BEGIN Entries shown

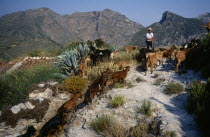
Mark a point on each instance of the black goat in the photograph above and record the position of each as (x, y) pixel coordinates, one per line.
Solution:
(99, 55)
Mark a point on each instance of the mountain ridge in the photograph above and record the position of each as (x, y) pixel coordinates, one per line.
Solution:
(45, 29)
(172, 29)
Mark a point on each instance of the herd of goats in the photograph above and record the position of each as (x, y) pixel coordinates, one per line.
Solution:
(149, 59)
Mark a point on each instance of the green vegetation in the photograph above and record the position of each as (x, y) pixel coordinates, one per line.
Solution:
(108, 126)
(129, 85)
(199, 60)
(146, 108)
(169, 134)
(123, 56)
(159, 81)
(69, 60)
(74, 84)
(14, 86)
(156, 75)
(140, 130)
(117, 102)
(174, 88)
(118, 85)
(96, 71)
(140, 79)
(199, 104)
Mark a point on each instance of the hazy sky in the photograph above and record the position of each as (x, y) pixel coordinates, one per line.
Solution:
(145, 12)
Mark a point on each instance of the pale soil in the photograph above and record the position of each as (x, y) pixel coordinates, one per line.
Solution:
(171, 110)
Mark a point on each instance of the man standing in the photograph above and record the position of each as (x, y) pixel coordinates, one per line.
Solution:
(150, 39)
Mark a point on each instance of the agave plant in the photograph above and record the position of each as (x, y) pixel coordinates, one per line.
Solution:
(69, 61)
(83, 51)
(114, 48)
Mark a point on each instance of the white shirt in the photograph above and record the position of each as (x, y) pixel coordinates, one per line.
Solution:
(149, 35)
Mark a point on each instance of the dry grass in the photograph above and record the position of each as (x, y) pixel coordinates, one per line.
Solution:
(74, 84)
(159, 81)
(106, 125)
(174, 88)
(117, 102)
(146, 108)
(96, 71)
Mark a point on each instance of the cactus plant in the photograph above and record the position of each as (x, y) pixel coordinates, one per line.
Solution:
(68, 61)
(114, 48)
(83, 50)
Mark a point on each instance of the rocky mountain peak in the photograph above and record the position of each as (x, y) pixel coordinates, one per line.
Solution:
(204, 17)
(168, 16)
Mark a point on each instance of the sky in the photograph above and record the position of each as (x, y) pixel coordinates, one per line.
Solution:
(144, 12)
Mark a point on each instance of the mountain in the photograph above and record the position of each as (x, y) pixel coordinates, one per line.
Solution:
(172, 29)
(44, 29)
(204, 17)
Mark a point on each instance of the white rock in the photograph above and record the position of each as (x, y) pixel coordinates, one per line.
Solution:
(46, 94)
(15, 109)
(22, 106)
(1, 129)
(41, 85)
(39, 98)
(33, 95)
(63, 96)
(52, 83)
(29, 105)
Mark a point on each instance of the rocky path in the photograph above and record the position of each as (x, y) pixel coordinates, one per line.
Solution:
(171, 110)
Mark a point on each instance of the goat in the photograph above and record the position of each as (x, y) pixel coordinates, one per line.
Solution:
(152, 60)
(83, 67)
(142, 56)
(169, 54)
(56, 123)
(99, 55)
(120, 75)
(129, 49)
(121, 64)
(180, 57)
(96, 87)
(207, 26)
(113, 54)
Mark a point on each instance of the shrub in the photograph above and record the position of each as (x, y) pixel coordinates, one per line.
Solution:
(169, 134)
(118, 85)
(35, 53)
(123, 56)
(114, 48)
(140, 79)
(205, 71)
(146, 108)
(117, 101)
(199, 104)
(174, 88)
(129, 85)
(96, 71)
(74, 84)
(139, 130)
(108, 126)
(72, 45)
(159, 81)
(156, 75)
(14, 86)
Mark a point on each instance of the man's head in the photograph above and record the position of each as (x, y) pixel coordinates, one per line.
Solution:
(149, 29)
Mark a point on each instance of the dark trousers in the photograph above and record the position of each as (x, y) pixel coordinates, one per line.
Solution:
(150, 44)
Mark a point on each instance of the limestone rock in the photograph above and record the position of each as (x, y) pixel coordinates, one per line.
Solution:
(29, 105)
(15, 109)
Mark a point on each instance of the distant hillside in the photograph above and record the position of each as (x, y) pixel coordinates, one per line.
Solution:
(204, 17)
(172, 29)
(43, 29)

END Entries shown

--- What you have to do ---
Without the pictures, return the entries exactly as they appear.

--- Output ---
Mark a point on each instance of the black goat in the photograph above and record the position of each as (x, y) pixel coordinates, one per line.
Solution:
(99, 55)
Mark a point on each instance of the mountain ridge in the photograph above and record the position of each as (x, y) pixel coordinates, one per line.
Solution:
(45, 29)
(172, 29)
Mark a point on each instance of the herd of goats in the photograph above and record the position of each as (x, y) pixel coordinates, one per line.
Solution:
(149, 59)
Mark a point on each instance of the green vegetation in the photograph above and record the position of each as (x, y) pixel coordinates, one per line.
Solution:
(108, 126)
(129, 85)
(199, 60)
(146, 108)
(169, 134)
(123, 56)
(159, 81)
(69, 60)
(74, 84)
(14, 86)
(156, 75)
(140, 130)
(117, 102)
(174, 88)
(118, 85)
(96, 71)
(140, 79)
(199, 104)
Mark a point on each instance of the hazy sky in the photograph above and record the position of each as (x, y) pixel coordinates, one per line.
Solution:
(145, 12)
Mark a point on each instance of the pale soil in the photograph above and record the position of each as (x, y) pixel coordinates, one per line.
Solution:
(171, 110)
Mark a point on each instance of the man standing in the photograph above and record the position of each as (x, y) pixel coordinates, one per line.
Solution:
(150, 39)
Mark a point on each instance of the agave plant in the photograph above and record the position of each as (x, y) pixel coordinates, one per line.
Solution:
(69, 61)
(83, 51)
(114, 48)
Mark a point on each instance of the white shirt in the photograph above and record the position of each as (x, y) pixel coordinates, one per line.
Solution:
(149, 35)
Mark a point on each instance of the dry grass in the photograph above and record the position of each as (x, y) pixel coordinates, one per line.
Solution:
(74, 84)
(159, 81)
(106, 125)
(174, 88)
(117, 102)
(146, 108)
(96, 71)
Mark a point on each instance of the cactus plant in the photograph above and record the position of each as (x, y) pixel coordinates, one per line.
Solution:
(68, 61)
(114, 48)
(83, 50)
Mark a point on each instance of the rocky mountain peak in the photograph above and record the position of each as (x, y) pixel coordinates, one per line.
Solution:
(204, 17)
(168, 16)
Mark a point on each instance of the sky in the photograph above and record the position of each as (x, y) pixel coordinates, one per line.
Solution:
(144, 12)
Mark a point on each instance of the mountain in the photograph above and record the position of each as (x, y) pixel coordinates, one per line.
Solution:
(172, 29)
(44, 29)
(204, 17)
Mark a point on each instance of the white rock in the photograph above and record the position of each as (x, y) pixel coordinates, one per line.
Solution:
(46, 94)
(15, 109)
(22, 106)
(1, 129)
(41, 85)
(39, 98)
(33, 95)
(63, 96)
(52, 83)
(29, 105)
Mark a point on each instance of the rocky path in the photograph above and record the position of each as (x, y) pixel coordinates, one per line.
Solution:
(171, 110)
Mark a point on each instance of the goat in the photograph above and record the position of each as (x, y) pixel coordinates, one per line.
Solution:
(152, 60)
(83, 67)
(142, 56)
(169, 54)
(56, 123)
(99, 55)
(120, 75)
(129, 49)
(121, 64)
(180, 57)
(96, 87)
(207, 26)
(113, 54)
Mark a point on each instance of the shrub in the photograph above and record the position of each as (x, y) pixel coordinates, one per line.
Solution:
(169, 134)
(118, 85)
(35, 53)
(123, 56)
(114, 48)
(140, 79)
(205, 71)
(146, 108)
(117, 101)
(199, 104)
(174, 88)
(129, 85)
(96, 71)
(74, 84)
(139, 130)
(108, 126)
(72, 45)
(159, 81)
(156, 75)
(14, 86)
Mark a point on each instance of the man's head in the photograph above and record the position of each as (x, y) pixel coordinates, one per line.
Solution:
(149, 29)
Mark a point on each instance of the dark trousers in the photograph above and record the position of each as (x, y) pixel coordinates, one per line.
Solution:
(150, 44)
Mark a point on each instance of the limestone rock in the photograph above and record the position of each as (x, y) pixel coordinates, one per line.
Solution:
(29, 105)
(15, 109)
Mark a point on each instance of the distant hillside in the photograph above and record the position of each as (x, y) pixel coordinates, one per line.
Solution:
(204, 17)
(172, 29)
(43, 29)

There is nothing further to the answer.